* What is asked:
Render the stretch of items from the start through the line containing "point(257, 68)", both ends included, as a JSON list of strings with one string per line and blank lines omitted.

[Part of a data file]
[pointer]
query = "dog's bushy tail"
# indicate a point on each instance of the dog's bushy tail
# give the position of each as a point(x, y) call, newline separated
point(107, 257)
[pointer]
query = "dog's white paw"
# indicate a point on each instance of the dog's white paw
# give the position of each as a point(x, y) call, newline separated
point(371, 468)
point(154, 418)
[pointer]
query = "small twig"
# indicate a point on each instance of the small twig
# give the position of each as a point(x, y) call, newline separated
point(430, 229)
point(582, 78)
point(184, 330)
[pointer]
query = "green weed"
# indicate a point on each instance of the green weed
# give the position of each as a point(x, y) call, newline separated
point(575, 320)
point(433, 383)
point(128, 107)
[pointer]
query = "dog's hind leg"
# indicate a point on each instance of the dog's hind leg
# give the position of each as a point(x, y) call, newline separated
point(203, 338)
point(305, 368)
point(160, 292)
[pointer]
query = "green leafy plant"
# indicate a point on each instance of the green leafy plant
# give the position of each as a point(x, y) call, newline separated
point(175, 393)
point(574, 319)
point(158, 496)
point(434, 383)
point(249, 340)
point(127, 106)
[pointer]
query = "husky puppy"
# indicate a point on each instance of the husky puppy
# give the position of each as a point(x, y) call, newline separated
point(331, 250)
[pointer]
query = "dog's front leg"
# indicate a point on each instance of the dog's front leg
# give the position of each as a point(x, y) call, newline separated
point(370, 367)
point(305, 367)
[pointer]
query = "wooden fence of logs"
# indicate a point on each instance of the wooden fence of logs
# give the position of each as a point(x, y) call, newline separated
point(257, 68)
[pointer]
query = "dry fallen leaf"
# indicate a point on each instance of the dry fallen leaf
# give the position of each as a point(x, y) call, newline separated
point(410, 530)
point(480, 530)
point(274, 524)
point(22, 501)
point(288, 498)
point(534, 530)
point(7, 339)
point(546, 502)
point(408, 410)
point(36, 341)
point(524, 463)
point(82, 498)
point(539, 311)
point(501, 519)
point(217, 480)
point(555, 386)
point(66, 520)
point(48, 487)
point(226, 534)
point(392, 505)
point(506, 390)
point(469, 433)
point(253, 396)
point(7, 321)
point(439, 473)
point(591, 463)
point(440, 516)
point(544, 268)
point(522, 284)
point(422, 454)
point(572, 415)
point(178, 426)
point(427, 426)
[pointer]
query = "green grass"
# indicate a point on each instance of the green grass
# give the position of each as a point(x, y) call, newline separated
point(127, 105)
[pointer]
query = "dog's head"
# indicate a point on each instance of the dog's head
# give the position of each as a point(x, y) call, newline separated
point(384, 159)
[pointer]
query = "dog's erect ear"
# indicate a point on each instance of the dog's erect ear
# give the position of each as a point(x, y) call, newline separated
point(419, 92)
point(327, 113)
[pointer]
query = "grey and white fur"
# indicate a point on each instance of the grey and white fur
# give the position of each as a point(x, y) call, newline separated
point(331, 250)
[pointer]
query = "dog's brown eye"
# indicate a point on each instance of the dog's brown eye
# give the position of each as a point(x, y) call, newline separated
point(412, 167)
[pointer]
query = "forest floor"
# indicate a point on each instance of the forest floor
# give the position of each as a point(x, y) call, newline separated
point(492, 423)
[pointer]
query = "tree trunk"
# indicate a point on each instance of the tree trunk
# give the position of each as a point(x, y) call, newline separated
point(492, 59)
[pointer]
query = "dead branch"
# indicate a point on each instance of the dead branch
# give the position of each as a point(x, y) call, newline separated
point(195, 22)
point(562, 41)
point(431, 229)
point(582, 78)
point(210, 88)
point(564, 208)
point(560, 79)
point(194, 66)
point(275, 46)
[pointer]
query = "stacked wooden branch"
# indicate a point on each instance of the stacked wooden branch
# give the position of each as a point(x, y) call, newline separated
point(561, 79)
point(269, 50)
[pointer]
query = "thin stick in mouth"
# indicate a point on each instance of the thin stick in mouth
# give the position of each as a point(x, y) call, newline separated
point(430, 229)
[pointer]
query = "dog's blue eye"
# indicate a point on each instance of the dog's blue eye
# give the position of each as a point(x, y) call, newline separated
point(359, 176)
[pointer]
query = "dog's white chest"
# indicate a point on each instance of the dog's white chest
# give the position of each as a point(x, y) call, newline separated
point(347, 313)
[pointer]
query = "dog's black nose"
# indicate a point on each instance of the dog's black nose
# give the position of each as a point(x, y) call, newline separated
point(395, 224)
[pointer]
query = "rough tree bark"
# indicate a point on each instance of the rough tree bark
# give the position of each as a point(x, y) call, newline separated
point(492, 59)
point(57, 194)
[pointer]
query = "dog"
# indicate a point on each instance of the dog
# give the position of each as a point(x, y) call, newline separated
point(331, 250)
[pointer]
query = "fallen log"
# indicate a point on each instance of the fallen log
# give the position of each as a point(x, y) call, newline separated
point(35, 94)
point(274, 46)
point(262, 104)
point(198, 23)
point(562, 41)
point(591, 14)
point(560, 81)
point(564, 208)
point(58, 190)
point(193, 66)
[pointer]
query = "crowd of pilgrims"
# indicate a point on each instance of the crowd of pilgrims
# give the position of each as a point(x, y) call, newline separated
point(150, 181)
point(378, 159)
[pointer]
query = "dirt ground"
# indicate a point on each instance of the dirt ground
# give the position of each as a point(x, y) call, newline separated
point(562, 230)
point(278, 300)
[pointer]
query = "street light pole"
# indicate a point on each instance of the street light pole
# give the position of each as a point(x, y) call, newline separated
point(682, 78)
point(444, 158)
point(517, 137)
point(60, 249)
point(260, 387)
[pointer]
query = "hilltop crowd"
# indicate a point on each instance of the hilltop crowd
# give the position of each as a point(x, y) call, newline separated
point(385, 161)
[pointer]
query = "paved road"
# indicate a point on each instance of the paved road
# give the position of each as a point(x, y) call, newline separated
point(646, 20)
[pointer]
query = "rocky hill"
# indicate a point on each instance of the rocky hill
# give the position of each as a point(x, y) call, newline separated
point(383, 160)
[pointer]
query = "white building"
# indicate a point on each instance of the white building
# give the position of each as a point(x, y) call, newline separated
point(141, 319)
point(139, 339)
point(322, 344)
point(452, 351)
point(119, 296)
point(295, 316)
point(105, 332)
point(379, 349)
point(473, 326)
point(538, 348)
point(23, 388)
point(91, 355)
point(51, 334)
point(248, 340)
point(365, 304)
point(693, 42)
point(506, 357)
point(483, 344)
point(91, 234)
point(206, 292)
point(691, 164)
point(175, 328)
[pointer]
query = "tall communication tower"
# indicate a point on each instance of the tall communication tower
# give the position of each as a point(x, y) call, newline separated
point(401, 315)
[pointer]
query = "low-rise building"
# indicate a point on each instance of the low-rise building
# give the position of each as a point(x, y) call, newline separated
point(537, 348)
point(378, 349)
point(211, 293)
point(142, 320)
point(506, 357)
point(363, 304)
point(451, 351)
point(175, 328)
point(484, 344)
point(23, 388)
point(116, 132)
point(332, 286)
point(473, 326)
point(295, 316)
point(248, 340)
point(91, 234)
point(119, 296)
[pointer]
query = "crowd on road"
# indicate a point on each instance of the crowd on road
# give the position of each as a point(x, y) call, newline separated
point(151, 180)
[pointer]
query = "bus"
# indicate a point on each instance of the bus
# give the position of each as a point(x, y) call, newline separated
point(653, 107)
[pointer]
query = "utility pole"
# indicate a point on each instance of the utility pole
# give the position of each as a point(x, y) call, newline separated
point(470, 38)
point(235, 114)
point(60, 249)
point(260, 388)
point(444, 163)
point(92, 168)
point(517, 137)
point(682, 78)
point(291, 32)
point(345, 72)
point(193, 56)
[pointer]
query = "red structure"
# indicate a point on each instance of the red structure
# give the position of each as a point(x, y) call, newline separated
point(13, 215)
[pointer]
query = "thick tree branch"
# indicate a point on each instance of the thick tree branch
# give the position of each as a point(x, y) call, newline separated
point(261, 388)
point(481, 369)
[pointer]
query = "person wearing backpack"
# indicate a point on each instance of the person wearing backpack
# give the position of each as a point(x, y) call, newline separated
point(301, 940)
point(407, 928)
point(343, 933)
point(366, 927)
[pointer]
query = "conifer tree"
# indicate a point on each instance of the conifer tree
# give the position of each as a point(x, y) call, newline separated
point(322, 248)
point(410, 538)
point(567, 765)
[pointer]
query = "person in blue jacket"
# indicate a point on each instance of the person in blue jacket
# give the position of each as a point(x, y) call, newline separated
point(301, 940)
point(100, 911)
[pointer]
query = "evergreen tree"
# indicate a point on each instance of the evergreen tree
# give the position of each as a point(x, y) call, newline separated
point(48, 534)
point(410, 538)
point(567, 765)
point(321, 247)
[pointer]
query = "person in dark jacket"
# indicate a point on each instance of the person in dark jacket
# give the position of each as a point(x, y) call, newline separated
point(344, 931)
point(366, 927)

* Task answer:
[
  "[pointer]",
  "query = \"dog's bushy tail\"",
  "# indicate a point on each instance of the dog's bushy tail",
  "# give the position of each as a point(x, y) call, newline separated",
  "point(107, 257)",
  "[pointer]",
  "query = \"dog's white paw\"",
  "# indicate a point on each instance of the dog's white paw",
  "# give the position of each as a point(x, y) call, newline separated",
  "point(371, 468)",
  "point(154, 418)",
  "[pointer]",
  "query = \"small twig\"",
  "# indicate a point on each instance of the small twig",
  "# give the position of each as a point(x, y) call, newline separated",
  "point(430, 229)",
  "point(582, 78)",
  "point(184, 330)",
  "[pointer]",
  "query = \"green weed\"",
  "# indicate a point on each instance of the green weed",
  "# give the position of each as a point(x, y) call, newline separated",
  "point(575, 320)",
  "point(433, 383)",
  "point(128, 107)",
  "[pointer]",
  "query = \"dog's hind leg\"",
  "# indicate a point on each instance of the dog's hind leg",
  "# give the position of each as a point(x, y) call, newline separated",
  "point(203, 338)",
  "point(305, 368)",
  "point(160, 292)",
  "[pointer]",
  "query = \"green leafy plant\"",
  "# indicate a point on each instance of the green leafy plant",
  "# give the position of each as a point(x, y) call, newline separated",
  "point(175, 393)",
  "point(574, 319)",
  "point(158, 496)",
  "point(434, 383)",
  "point(249, 340)",
  "point(127, 106)",
  "[pointer]",
  "query = \"husky puppy\"",
  "# indicate a point on each instance of the husky puppy",
  "# give the position of each as a point(x, y) call, newline separated",
  "point(331, 250)",
  "[pointer]",
  "query = \"dog's front leg\"",
  "# indicate a point on each instance of the dog's front leg",
  "# give the position of each as a point(x, y) call, newline separated",
  "point(370, 367)",
  "point(305, 367)",
  "[pointer]",
  "query = \"wooden fence of logs\"",
  "# indicate a point on each instance of the wooden fence of logs",
  "# give the position of each as a point(x, y) call, newline separated",
  "point(257, 68)"
]